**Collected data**
——————
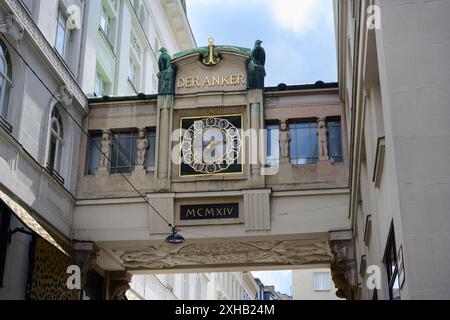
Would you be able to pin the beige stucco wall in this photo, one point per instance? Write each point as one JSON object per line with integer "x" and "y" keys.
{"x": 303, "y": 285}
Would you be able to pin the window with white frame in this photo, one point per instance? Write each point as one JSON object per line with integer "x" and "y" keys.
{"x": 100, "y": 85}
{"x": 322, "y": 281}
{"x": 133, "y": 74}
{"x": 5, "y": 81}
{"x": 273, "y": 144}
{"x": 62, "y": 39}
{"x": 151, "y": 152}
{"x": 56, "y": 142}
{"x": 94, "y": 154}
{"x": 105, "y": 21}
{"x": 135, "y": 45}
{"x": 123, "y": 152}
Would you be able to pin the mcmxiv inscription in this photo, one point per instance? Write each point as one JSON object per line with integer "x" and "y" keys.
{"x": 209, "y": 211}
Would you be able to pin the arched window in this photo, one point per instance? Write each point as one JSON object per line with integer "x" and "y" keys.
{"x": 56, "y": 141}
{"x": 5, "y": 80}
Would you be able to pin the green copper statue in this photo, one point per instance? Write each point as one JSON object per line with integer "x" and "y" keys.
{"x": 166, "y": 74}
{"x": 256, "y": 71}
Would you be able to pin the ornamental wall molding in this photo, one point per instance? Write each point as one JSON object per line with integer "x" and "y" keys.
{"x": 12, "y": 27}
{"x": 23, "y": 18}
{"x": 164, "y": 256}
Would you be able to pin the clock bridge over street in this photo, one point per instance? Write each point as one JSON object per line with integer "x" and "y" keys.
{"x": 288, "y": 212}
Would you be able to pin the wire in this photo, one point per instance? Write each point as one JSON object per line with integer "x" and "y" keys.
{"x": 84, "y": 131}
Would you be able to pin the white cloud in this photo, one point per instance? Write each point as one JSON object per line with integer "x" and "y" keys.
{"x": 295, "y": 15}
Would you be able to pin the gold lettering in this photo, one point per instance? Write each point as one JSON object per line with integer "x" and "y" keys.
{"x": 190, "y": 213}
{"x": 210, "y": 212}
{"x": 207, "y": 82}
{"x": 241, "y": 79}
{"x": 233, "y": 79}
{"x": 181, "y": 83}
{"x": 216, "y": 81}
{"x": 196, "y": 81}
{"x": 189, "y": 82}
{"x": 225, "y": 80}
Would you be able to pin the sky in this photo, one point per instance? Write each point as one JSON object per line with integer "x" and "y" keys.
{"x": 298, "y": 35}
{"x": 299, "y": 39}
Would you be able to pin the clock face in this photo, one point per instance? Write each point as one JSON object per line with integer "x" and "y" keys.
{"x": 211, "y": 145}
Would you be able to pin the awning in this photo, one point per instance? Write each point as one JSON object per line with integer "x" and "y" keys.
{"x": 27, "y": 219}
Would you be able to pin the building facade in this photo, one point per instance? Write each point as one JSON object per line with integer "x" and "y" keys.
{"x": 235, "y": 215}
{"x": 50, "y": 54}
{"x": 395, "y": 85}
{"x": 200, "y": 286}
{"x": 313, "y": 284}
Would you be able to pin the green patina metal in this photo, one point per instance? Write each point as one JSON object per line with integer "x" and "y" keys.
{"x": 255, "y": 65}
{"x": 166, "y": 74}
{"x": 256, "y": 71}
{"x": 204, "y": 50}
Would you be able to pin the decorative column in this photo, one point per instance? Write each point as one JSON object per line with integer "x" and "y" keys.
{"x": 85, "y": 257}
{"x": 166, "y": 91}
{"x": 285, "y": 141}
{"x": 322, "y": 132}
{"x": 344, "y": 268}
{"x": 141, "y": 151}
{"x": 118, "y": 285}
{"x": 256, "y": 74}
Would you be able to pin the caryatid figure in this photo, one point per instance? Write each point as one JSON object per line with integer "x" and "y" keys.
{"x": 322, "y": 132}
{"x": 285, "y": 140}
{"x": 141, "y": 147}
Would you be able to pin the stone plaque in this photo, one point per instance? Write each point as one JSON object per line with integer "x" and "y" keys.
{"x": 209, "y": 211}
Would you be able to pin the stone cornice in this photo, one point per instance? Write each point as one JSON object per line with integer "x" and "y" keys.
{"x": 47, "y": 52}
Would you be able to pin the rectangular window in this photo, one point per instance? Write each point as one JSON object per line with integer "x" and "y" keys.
——————
**YOUR OBJECTIVE**
Return all of the entries word for word, but omit the pictures.

**FULL OUTPUT**
Would you be able to pin the beige stucco wall in this photo, one point per instance? Write each point as one JSON object per line with integer "x" and "y" keys.
{"x": 303, "y": 285}
Would you be able to pin the window with white frame in this photo, one point per instance? Write each point as one JSON object per line with integer "x" and "y" keys.
{"x": 100, "y": 85}
{"x": 322, "y": 281}
{"x": 133, "y": 74}
{"x": 5, "y": 81}
{"x": 273, "y": 144}
{"x": 62, "y": 39}
{"x": 151, "y": 152}
{"x": 56, "y": 142}
{"x": 94, "y": 154}
{"x": 105, "y": 21}
{"x": 135, "y": 45}
{"x": 123, "y": 152}
Would you be able to pin the mcmxiv inscription in this photo, one point per instance? Write each point as one JSON object per line with integer "x" and "y" keys.
{"x": 209, "y": 211}
Would you be able to pin the arched window in this photo, one point per instance? Write each point as one JSON object per line with integer "x" and "y" keys.
{"x": 56, "y": 141}
{"x": 5, "y": 80}
Would you be able to pin the green copper statue in this photo, one point per instance? Write each point as one JSON object per line with integer "x" and "y" keys.
{"x": 166, "y": 74}
{"x": 256, "y": 71}
Would you be able to pin the ornamental wall molding in this photo, one point per instance? Write each point as one JSON object per line with integer "x" and "y" keys.
{"x": 12, "y": 27}
{"x": 23, "y": 18}
{"x": 164, "y": 256}
Would you be able to pin the clock bridge over street in this photo, one point per instance? Write each point as one JSON object per line with integer "x" and "y" keys.
{"x": 288, "y": 212}
Would you be able to pin the wire in this photo, one point per instance? Write each point as one JSON object per line with integer "x" and "y" keys.
{"x": 84, "y": 131}
Would you be able to pin the white cloud in this photo, one point per instance? Write each point as one JSON object per line with integer "x" and "y" keys.
{"x": 295, "y": 15}
Would you be able to pin the gold lettering in this photo, one point per instance? Write each point as one JSON object per line with integer "x" and "y" keys.
{"x": 190, "y": 213}
{"x": 210, "y": 212}
{"x": 207, "y": 82}
{"x": 241, "y": 79}
{"x": 233, "y": 79}
{"x": 181, "y": 83}
{"x": 216, "y": 81}
{"x": 196, "y": 81}
{"x": 189, "y": 82}
{"x": 225, "y": 80}
Would you be able to pin the sky in this photo, one point per instance? Write each point as one JSON object per line with integer "x" and "y" keys.
{"x": 298, "y": 35}
{"x": 299, "y": 39}
Would you be able to pin the clock face in this photo, one point per instance? Write each point as one JSON object per line with integer "x" and "y" keys.
{"x": 211, "y": 145}
Would you be able to pin the awning in this photo, one point per instance? Write each point as one JSON object per line with integer "x" and "y" keys.
{"x": 27, "y": 219}
Would you be able to pin the building facade in this photo, one point per instance? Write each point as one JSON object per line with integer "x" and "y" keys.
{"x": 235, "y": 215}
{"x": 50, "y": 54}
{"x": 395, "y": 85}
{"x": 200, "y": 286}
{"x": 313, "y": 284}
Would you be able to pin the green patina metal in this photo, one point per instance? Write each point as one JSON object per line with integer "x" and "y" keys.
{"x": 255, "y": 65}
{"x": 166, "y": 74}
{"x": 256, "y": 71}
{"x": 204, "y": 50}
Would you be able to pin the decorative column in this photo, one point per instance? Write each point as one JSON object per line with integer "x" and "y" keys.
{"x": 85, "y": 257}
{"x": 166, "y": 91}
{"x": 285, "y": 141}
{"x": 322, "y": 132}
{"x": 344, "y": 268}
{"x": 141, "y": 151}
{"x": 118, "y": 285}
{"x": 256, "y": 74}
Would you be able to pin the caryatid figure in this photo, one point per instance? Write each point as one JSON object per line with integer "x" and "y" keys.
{"x": 322, "y": 132}
{"x": 285, "y": 140}
{"x": 141, "y": 147}
Would you be able to pin the stone plaque in this photo, one point per instance? Write each point as one JSON object per line with integer "x" and "y" keys.
{"x": 209, "y": 211}
Would you be able to pin the stone cornice in this photo, one point per instance? Write each point as one JSON object per line with integer "x" and "y" keys.
{"x": 47, "y": 52}
Would you be able to pin the rectangular window in this photo, one point per instance? Write each point as one JSON object per line with integer "x" and "y" keys.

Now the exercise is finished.